**Document section:**
::::::
# Where to buy stock transfers



## roadkilltshirts (Jan 20, 2007)

I saw the master list of where to have plastisol transfers made, but I am looking for stock transfer sites. I already know about Boo-Z, Pro-World and Dowling. Is there a list out there that I missed?

Thx


----------



## treadhead (Jul 26, 2006)

roadkilltshirts said:


> I saw the master list of where to have plastisol transfers made, but I am looking for stock transfer sites. I already know about Boo-Z, Pro-World and Dowling. Is there a list out there that I missed?
> 
> Thx


There are several others I'd have to look up but those are three of the biggest.

Oh...thompsontransfers.com also but they carry pretty much the same as ProWorld and Boo-Z.
::::::
**Given information:**
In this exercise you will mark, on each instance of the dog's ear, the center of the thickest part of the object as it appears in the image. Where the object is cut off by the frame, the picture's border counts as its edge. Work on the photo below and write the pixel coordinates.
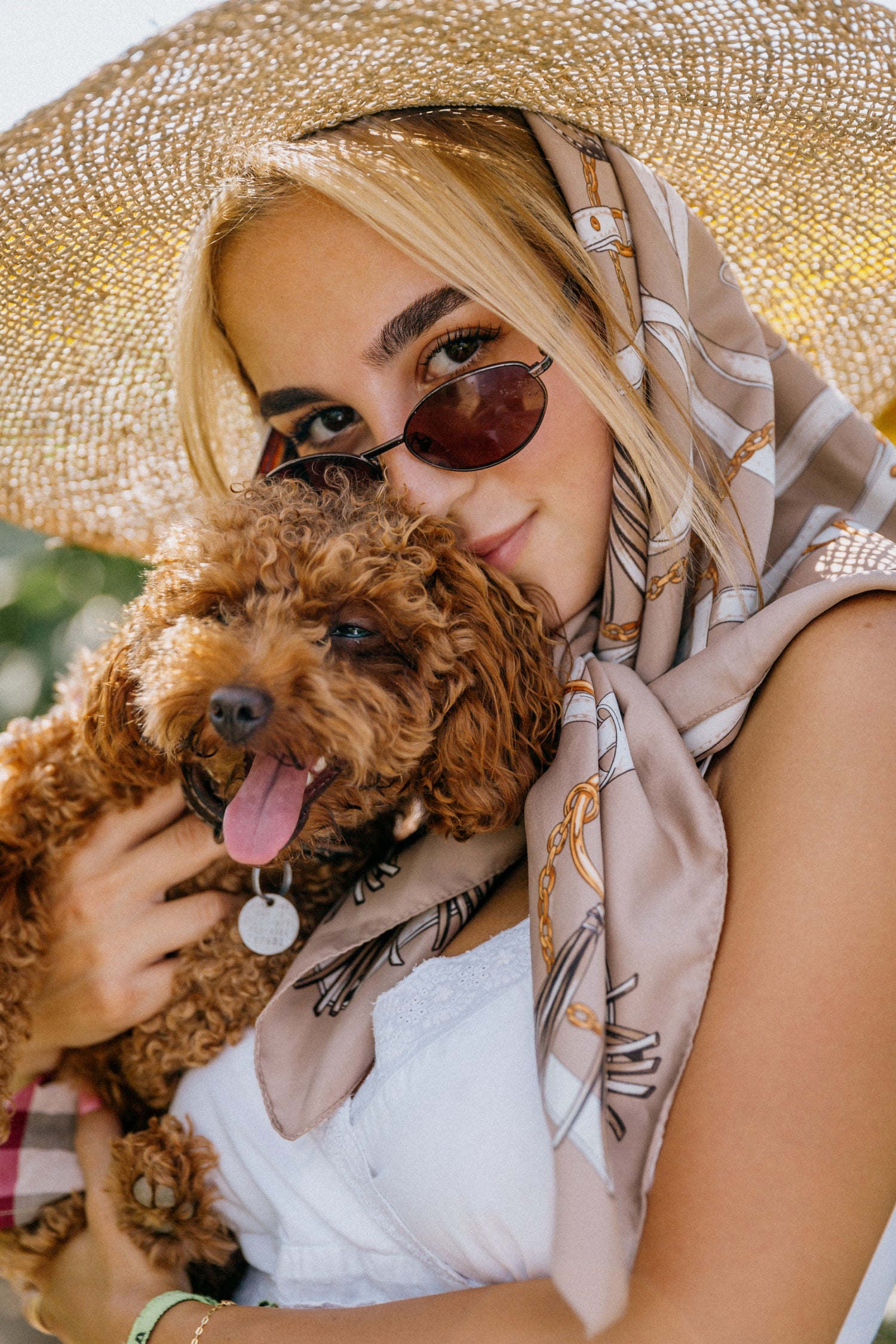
(501, 706)
(111, 723)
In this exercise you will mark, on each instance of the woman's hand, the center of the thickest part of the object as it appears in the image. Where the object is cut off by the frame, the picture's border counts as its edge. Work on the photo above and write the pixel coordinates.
(113, 928)
(94, 1289)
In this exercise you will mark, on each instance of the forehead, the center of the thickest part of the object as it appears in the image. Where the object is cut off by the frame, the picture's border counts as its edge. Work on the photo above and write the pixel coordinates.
(305, 288)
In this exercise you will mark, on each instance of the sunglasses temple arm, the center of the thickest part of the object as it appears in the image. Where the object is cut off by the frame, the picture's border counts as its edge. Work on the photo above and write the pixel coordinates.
(373, 453)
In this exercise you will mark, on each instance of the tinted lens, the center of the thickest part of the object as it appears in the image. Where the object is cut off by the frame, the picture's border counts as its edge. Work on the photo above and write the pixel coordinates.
(328, 471)
(478, 418)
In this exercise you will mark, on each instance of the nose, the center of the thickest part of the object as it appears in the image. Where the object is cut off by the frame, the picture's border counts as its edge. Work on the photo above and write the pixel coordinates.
(235, 711)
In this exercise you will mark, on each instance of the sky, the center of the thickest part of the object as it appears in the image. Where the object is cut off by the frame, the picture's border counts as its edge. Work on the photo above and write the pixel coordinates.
(47, 46)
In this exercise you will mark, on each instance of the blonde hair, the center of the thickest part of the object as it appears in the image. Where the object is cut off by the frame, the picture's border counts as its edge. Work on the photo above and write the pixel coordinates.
(468, 194)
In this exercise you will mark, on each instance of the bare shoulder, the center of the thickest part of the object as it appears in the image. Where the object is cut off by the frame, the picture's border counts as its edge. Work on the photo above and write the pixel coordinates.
(833, 690)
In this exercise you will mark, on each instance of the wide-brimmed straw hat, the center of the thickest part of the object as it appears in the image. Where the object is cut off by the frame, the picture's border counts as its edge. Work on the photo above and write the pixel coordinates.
(774, 119)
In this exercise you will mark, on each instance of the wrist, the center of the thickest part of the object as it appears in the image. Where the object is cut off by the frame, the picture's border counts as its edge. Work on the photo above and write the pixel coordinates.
(179, 1324)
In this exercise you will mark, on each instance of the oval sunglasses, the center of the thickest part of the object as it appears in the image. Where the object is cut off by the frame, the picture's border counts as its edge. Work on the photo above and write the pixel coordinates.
(472, 421)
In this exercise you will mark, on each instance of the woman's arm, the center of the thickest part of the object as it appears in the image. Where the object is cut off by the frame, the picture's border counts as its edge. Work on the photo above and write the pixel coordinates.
(113, 931)
(778, 1170)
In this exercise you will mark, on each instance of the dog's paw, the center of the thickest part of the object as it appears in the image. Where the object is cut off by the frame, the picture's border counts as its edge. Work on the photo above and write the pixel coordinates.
(161, 1196)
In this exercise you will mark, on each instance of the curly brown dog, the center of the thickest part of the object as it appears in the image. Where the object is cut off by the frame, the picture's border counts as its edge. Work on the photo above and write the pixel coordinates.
(317, 667)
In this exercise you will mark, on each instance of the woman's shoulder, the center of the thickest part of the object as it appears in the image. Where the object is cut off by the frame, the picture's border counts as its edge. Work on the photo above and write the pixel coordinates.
(829, 701)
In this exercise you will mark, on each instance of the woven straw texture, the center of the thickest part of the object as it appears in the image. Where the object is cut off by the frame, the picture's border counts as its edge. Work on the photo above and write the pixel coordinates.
(774, 119)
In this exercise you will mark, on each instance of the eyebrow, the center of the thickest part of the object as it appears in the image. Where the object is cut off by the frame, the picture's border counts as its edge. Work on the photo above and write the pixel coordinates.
(392, 337)
(413, 321)
(287, 400)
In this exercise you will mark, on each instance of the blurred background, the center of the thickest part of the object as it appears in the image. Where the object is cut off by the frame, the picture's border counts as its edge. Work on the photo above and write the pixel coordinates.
(57, 599)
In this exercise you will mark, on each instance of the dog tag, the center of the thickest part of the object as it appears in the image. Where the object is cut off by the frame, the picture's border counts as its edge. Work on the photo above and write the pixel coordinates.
(269, 923)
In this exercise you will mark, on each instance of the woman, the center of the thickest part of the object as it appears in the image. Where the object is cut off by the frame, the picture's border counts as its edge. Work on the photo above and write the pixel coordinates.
(337, 329)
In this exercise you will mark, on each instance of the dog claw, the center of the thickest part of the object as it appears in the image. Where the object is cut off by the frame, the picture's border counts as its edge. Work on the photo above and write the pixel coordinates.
(165, 1196)
(143, 1192)
(160, 1196)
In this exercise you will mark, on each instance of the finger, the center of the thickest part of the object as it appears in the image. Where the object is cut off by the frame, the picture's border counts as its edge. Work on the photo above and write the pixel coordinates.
(177, 923)
(94, 1136)
(176, 854)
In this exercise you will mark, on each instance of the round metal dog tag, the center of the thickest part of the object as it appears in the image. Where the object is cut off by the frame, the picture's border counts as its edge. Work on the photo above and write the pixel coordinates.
(269, 923)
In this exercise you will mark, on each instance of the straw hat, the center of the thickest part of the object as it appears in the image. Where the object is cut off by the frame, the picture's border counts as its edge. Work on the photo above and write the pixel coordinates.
(774, 119)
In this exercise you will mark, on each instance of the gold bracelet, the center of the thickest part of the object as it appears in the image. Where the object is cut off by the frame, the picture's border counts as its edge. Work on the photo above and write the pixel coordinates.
(206, 1319)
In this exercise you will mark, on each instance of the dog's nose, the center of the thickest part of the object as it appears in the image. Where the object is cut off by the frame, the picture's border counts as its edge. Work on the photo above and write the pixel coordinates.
(235, 711)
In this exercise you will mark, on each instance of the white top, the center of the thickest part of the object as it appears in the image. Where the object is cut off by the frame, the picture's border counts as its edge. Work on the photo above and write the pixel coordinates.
(435, 1175)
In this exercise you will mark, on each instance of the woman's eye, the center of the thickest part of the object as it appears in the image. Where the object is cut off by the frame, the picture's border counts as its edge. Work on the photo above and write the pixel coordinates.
(455, 354)
(323, 426)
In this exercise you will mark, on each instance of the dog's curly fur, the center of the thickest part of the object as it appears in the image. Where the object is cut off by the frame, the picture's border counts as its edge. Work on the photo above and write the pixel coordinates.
(448, 706)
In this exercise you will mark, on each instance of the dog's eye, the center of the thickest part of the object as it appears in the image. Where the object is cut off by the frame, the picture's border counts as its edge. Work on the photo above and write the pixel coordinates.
(354, 637)
(352, 632)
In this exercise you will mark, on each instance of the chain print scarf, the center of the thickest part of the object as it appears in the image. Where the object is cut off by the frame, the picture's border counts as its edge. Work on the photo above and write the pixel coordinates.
(627, 850)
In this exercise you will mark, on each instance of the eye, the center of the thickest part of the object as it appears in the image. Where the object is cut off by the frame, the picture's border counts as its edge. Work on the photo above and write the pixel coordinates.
(460, 348)
(355, 636)
(351, 631)
(321, 428)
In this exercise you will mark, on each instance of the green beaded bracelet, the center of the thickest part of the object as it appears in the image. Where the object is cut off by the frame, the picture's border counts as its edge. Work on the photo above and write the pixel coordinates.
(154, 1312)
::::::
Copy out the forum thread about where to buy stock transfers in full, word for word, from its heading through the last reply.

# Where to buy stock transfers



## roadkilltshirts (Jan 20, 2007)

I saw the master list of where to have plastisol transfers made, but I am looking for stock transfer sites. I already know about Boo-Z, Pro-World and Dowling. Is there a list out there that I missed?

Thx


----------



## treadhead (Jul 26, 2006)

roadkilltshirts said:


> I saw the master list of where to have plastisol transfers made, but I am looking for stock transfer sites. I already know about Boo-Z, Pro-World and Dowling. Is there a list out there that I missed?
> 
> Thx


There are several others I'd have to look up but those are three of the biggest.

Oh...thompsontransfers.com also but they carry pretty much the same as ProWorld and Boo-Z.